Data excerpts
-=-=-

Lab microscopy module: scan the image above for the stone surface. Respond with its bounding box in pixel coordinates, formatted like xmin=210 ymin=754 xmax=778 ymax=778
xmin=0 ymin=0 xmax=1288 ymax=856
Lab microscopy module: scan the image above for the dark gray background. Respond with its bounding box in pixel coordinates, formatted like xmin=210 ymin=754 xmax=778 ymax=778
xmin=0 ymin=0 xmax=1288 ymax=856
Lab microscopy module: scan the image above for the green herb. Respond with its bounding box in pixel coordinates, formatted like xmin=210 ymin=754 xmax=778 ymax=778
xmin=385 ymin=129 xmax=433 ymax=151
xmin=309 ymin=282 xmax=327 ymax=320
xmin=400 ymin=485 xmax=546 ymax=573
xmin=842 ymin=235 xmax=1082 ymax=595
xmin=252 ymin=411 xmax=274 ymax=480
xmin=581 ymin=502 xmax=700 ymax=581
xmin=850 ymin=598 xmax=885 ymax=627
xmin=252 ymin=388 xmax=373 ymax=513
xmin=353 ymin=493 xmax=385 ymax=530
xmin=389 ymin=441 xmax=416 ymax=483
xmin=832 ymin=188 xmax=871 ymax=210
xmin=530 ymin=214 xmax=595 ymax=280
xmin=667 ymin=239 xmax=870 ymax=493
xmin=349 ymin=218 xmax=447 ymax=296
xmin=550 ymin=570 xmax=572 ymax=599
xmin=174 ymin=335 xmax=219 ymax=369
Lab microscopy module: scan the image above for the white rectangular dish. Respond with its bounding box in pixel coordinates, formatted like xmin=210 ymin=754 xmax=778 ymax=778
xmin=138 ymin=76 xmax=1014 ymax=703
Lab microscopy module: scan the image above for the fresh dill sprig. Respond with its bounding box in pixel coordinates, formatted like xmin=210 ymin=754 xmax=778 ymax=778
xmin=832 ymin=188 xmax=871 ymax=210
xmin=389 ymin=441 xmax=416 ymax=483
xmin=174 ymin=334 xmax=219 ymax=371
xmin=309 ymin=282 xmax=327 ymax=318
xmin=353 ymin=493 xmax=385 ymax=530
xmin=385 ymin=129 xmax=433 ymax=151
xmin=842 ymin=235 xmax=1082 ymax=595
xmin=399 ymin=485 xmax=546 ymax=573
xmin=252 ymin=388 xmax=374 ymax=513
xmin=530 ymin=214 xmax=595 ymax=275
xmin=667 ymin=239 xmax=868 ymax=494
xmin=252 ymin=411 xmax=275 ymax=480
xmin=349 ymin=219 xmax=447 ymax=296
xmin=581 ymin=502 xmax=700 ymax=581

-=-=-

Problem to work on
Copy out the records word for word, starting with the line that contains "Lab microscopy module: scan the image above for the fresh" and going on through the end of the records.

Correct answer
Lab microscopy module: scan the image above for the fresh dill sprig. Respond with its bounding box in pixel coordinates, formatted like xmin=210 ymin=754 xmax=778 ymax=778
xmin=832 ymin=188 xmax=871 ymax=210
xmin=389 ymin=441 xmax=416 ymax=483
xmin=174 ymin=334 xmax=219 ymax=371
xmin=309 ymin=282 xmax=327 ymax=318
xmin=353 ymin=493 xmax=385 ymax=530
xmin=385 ymin=129 xmax=433 ymax=151
xmin=842 ymin=235 xmax=1082 ymax=595
xmin=399 ymin=485 xmax=546 ymax=573
xmin=252 ymin=388 xmax=374 ymax=513
xmin=530 ymin=214 xmax=595 ymax=275
xmin=667 ymin=239 xmax=868 ymax=494
xmin=252 ymin=411 xmax=275 ymax=480
xmin=349 ymin=219 xmax=447 ymax=296
xmin=581 ymin=502 xmax=700 ymax=581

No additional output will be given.